> _Material provided_:
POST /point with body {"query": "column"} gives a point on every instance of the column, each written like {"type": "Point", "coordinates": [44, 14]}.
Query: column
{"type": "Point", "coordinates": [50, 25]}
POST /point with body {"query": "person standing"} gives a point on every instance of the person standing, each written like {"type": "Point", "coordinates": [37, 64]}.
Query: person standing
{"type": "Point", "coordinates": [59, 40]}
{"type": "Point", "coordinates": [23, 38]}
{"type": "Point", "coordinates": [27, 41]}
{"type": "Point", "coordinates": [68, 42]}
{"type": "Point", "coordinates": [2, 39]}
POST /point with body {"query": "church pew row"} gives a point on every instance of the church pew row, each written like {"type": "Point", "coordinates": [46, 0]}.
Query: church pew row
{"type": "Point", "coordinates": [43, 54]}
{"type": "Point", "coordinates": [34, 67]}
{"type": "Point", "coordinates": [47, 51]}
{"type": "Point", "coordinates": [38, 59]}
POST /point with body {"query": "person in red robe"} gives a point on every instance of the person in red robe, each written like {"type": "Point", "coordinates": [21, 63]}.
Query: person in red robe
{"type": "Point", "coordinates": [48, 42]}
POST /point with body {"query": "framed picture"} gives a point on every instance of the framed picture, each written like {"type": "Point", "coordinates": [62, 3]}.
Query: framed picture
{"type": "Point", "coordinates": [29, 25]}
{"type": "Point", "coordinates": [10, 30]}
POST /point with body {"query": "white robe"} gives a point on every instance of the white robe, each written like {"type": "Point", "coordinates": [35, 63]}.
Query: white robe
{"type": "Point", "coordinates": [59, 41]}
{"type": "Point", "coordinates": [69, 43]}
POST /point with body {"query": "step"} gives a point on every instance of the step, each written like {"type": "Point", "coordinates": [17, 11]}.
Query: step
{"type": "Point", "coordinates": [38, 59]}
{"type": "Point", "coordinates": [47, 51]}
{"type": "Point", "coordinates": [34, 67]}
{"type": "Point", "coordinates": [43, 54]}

> _What you are asked to do_: Go through the listing above and return every line where the word "body" occurs.

> _Answer to the problem_:
POST /point with body {"query": "column"} gives a point on every instance of the column, each written like {"type": "Point", "coordinates": [44, 14]}.
POST /point with body {"query": "person standing"} gives a point on every instance of the person standing, each written like {"type": "Point", "coordinates": [37, 64]}.
POST /point with body {"query": "church pew row"} gives a point on every instance of the church pew row, each written like {"type": "Point", "coordinates": [46, 0]}.
POST /point with body {"query": "person in red robe"} gives a point on every instance of the person in red robe, each written like {"type": "Point", "coordinates": [21, 63]}.
POST /point with body {"query": "framed picture"} gives a point on every instance of the framed picture, each written like {"type": "Point", "coordinates": [62, 3]}.
POST /point with body {"query": "white robe"} gives a point on every instance of the white robe, each written like {"type": "Point", "coordinates": [35, 63]}.
POST /point with body {"query": "step"} gives a point on every instance of the step, each written like {"type": "Point", "coordinates": [17, 11]}.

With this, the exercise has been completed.